# INSTRUCTIONS TO FOLLOW
Find and copy every line below that contains the string "hangar", matching its case.
───── RECORDS FOR THIS EXERCISE ─────
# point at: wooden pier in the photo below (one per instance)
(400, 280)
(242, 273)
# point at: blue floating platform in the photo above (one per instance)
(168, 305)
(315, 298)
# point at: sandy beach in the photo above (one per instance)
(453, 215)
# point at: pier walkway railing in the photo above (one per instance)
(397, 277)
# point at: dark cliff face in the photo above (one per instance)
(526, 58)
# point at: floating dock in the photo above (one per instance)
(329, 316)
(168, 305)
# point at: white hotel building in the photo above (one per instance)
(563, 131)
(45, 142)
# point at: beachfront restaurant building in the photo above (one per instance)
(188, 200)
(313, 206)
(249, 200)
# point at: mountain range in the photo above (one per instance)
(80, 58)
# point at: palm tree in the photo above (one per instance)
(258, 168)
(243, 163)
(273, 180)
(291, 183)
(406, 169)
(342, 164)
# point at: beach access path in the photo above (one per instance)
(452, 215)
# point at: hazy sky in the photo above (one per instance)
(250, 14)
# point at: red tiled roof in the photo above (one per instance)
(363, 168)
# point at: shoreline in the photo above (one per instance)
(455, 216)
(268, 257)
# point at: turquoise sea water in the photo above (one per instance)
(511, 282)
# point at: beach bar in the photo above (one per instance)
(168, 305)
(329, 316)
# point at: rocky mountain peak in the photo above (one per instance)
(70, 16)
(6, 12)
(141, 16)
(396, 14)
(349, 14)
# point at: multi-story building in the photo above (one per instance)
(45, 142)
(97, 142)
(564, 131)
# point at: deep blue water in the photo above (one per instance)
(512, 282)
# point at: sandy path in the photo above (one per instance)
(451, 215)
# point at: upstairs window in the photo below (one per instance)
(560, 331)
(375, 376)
─────
───── RECORDS FOR THIS EXERCISE ─────
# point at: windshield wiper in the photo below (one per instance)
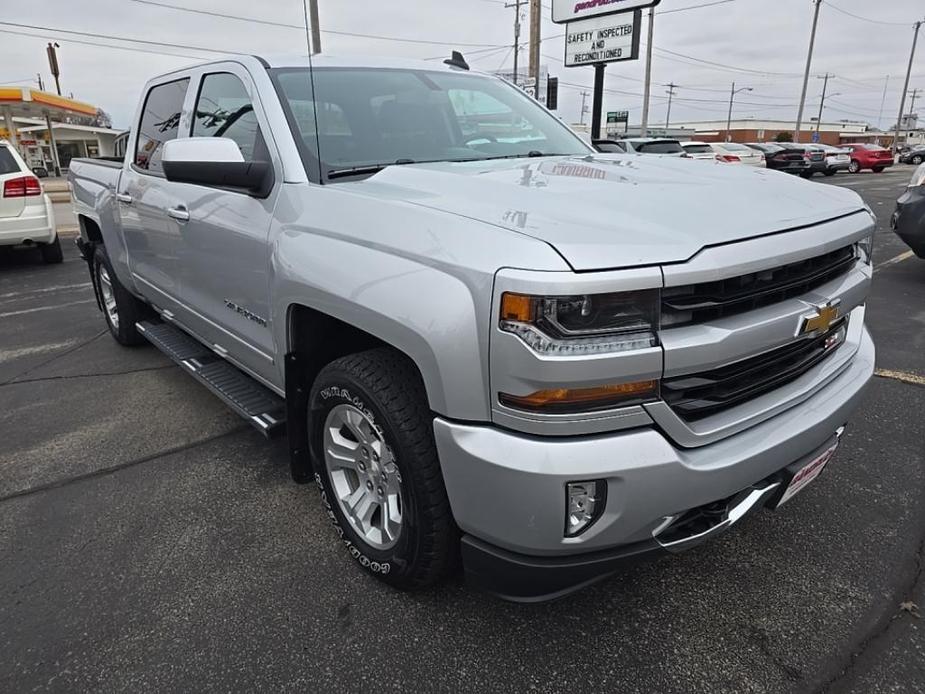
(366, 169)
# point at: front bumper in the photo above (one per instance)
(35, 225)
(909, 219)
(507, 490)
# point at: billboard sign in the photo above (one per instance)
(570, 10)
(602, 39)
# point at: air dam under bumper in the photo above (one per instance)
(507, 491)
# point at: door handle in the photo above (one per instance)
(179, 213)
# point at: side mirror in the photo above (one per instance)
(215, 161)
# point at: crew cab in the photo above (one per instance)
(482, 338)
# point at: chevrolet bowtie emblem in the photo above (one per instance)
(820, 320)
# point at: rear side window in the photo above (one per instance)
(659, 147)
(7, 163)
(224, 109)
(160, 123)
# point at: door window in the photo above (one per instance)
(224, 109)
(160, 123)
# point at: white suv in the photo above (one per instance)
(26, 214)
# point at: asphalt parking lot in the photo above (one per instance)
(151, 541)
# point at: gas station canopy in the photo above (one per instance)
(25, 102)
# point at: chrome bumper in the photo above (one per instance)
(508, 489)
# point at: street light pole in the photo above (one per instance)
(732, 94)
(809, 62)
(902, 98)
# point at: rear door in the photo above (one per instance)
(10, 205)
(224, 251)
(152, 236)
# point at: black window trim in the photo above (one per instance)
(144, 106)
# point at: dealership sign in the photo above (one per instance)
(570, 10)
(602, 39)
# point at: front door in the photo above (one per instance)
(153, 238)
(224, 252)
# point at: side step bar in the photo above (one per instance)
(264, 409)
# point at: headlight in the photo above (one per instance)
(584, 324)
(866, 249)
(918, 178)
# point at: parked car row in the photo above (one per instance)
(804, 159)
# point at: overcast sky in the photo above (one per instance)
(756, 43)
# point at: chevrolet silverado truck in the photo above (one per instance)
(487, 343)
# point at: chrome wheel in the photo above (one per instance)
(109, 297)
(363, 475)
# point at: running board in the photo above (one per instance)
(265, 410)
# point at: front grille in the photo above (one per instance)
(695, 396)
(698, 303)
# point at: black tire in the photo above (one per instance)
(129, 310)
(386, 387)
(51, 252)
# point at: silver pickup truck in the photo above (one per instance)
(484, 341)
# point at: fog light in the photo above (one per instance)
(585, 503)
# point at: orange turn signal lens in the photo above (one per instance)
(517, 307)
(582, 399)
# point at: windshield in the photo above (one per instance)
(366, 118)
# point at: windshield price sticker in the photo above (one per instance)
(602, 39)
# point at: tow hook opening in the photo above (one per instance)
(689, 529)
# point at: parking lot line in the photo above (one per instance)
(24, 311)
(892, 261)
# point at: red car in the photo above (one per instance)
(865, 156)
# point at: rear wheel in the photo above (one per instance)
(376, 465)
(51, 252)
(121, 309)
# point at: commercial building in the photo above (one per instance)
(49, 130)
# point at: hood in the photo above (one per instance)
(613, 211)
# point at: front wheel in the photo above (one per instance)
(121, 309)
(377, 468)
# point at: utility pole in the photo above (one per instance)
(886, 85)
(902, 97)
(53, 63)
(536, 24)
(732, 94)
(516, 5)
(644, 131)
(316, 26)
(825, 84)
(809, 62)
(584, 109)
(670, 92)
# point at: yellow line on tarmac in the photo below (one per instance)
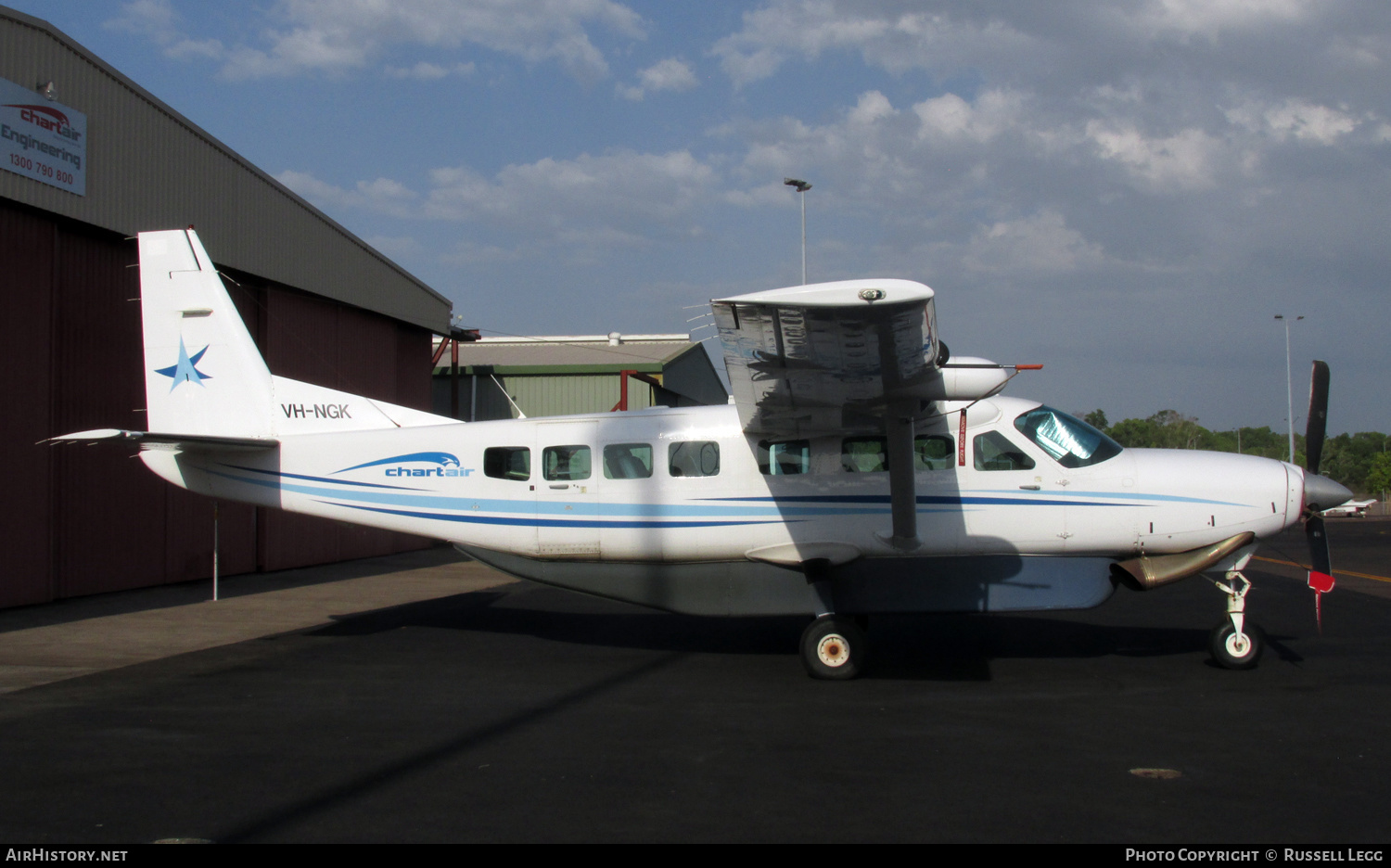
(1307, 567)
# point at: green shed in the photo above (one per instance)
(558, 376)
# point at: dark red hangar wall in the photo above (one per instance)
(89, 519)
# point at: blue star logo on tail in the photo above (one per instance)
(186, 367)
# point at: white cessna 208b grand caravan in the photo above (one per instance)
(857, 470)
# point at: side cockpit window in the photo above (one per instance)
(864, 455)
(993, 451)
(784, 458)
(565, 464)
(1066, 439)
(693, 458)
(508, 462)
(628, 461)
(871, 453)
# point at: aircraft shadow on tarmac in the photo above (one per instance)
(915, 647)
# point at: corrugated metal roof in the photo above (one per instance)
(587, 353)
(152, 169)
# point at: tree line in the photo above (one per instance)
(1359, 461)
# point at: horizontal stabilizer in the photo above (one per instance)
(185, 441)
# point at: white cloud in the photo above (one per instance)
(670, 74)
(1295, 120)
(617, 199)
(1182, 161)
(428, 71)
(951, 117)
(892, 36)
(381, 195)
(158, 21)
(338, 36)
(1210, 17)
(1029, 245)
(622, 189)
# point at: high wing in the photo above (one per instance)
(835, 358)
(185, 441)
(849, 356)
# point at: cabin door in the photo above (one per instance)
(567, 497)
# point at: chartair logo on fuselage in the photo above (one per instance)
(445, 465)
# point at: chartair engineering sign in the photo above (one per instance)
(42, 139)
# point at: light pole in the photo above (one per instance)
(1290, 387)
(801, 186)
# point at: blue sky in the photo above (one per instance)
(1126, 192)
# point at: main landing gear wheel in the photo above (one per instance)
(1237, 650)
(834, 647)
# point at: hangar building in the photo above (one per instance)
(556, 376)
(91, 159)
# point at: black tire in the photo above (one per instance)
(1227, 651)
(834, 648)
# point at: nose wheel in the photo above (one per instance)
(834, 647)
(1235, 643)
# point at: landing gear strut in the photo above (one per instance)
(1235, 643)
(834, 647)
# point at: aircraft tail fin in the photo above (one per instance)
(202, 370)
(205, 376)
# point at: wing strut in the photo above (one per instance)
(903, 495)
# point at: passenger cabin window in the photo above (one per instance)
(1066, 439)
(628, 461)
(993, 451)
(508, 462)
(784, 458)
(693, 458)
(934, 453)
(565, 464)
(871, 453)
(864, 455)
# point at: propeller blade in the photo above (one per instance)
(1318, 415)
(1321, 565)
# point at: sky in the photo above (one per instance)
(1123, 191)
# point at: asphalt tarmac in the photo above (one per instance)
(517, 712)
─────
───── RECORDS FOR THIS EXERCISE ─────
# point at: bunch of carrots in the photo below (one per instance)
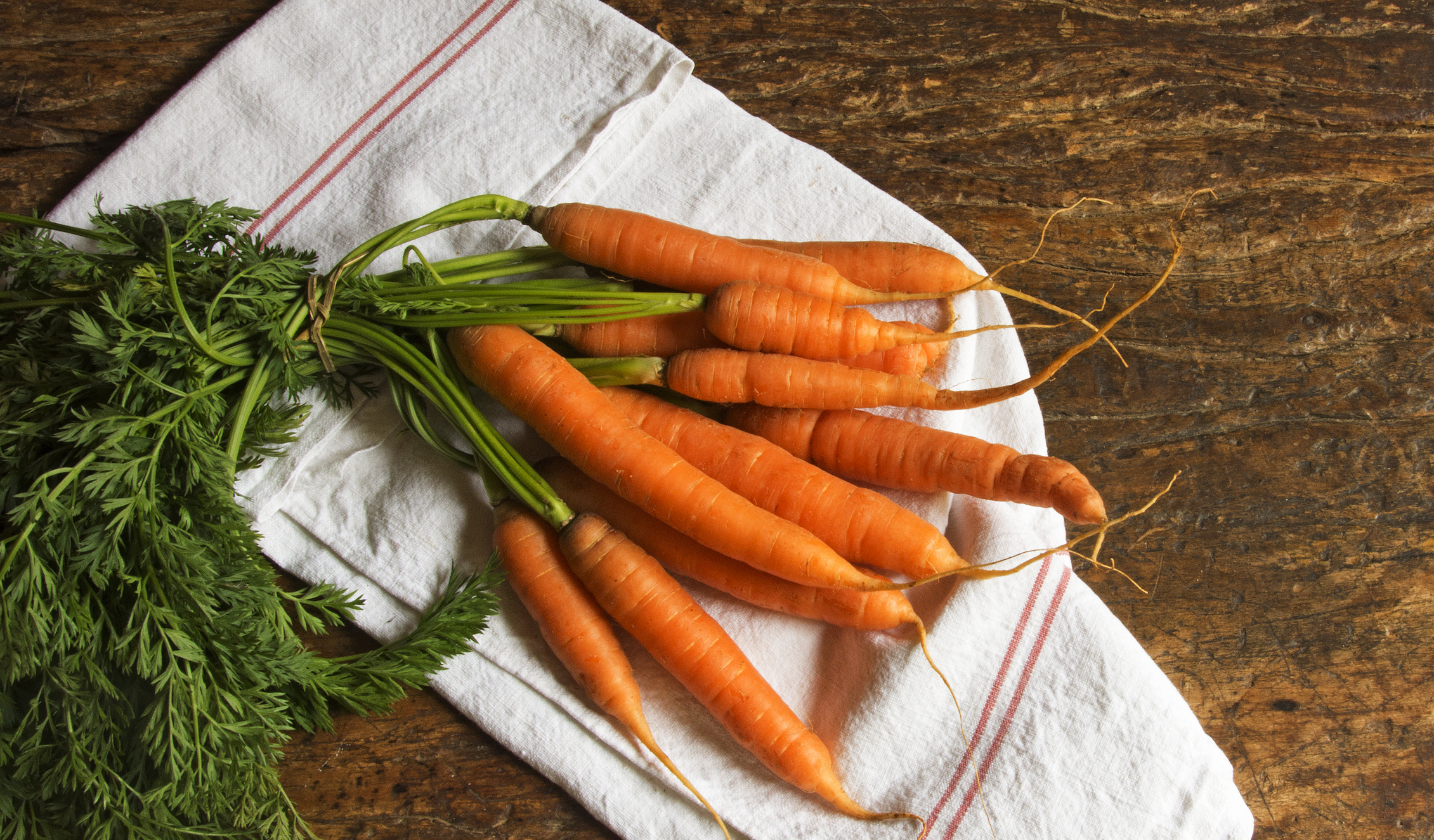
─────
# EXERCISE OUTPUT
# point at: dark red hangar wall in the photo above (one per instance)
# point at: hangar building in the photo above (one per instance)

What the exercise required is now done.